### EXERCISE REQUIREMENTS:
#1 List each kind of asset that the post below says is stored in GitLab.
#2 Copy out the post below, word for word, from "During the past" to "avoid marketing material.".

### SELECTED EXCERPT:
Last year has been special in many ways. There would be countless things to mourn about, but one bright side was the extended opportunity to read and learn. After some weeks of after-hours idleness, I went to read a couple of fine books that I collected on my wishlist for times like these.

  • Greg McKeown: “Essentialism”
  • Matthew Walker: “Why We Sleep”
  • Nassim Nicholas Taleb: “Skin In The Game”
  • Caroline Wong: “Security Metrics”
  • Ralph Waldo Emerson “Trust Thyself”
  • CISSP All-in-One Exam Guide
  • CISSP Study Guide
  • CISSP Practice Tests
  • Thomas Sowell: “Basic Economics”
  • Gustave Le Bon: “The Crowd: A Study of the Popular Mind”
  • Greg Van Der Gaast: “Rethinking Infosec”

During the past months i’ve launched several initiatives to improve the security posture of our corporate infrastructure. As most companies we have the notion of a “internal” and an “external” network, which becomes more obsolete every day. For more background on this, look for good resources on “Zero Trust” networking and try to avoid marketing material.

Some of our assets are stored within GitLab, for example source-code, documentation, configuration, automation and build pipelines. As most Git server and CI implementations client access is offered through HTTPS and Git+SSH, with the latter being much more efficient. We have already moved web-browser access over HTTPS to flow through an authentication proxy some time ago. This means users run through our OpenID based single-sign on process before being granted access to GitLabs web interface.

When cloning or pushing Git repositories however, we still depend on static SSH keys. While SSH authentication using public/private keys is already a lot better than passwords, it still comes at the risk of losing the private key and by that allowing a third party elevated access to our repositories. GitLab is exposed to the Internet as we share lots of code with the open-source community. The main issue with those private keys is eternal trust and the fact that they are “only” protected by client-side security measures, some of which are optional and cannot really be attested, like encryption of the key material.

### DATASET EXCERPT:
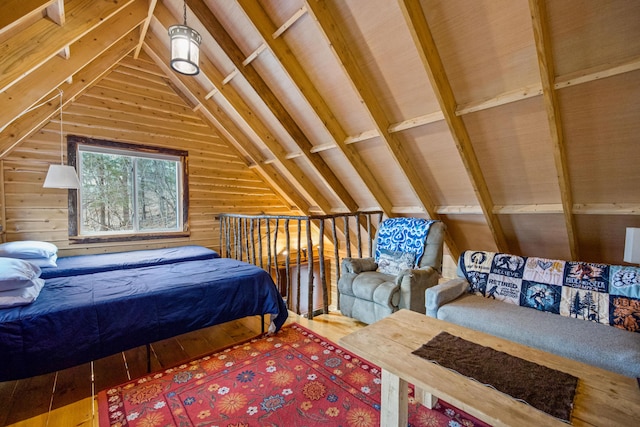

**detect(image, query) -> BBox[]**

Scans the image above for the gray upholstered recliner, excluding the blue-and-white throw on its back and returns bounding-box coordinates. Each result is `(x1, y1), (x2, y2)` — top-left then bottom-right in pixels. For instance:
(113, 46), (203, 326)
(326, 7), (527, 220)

### RESULTS FOR EACH TASK:
#1 source-code, documentation, configuration, automation, build pipelines

#2
During the past months i’ve launched several initiatives to improve the security posture of our corporate infrastructure. As most companies we have the notion of a “internal” and an “external” network, which becomes more obsolete every day. For more background on this, look for good resources on “Zero Trust” networking and try to avoid marketing material.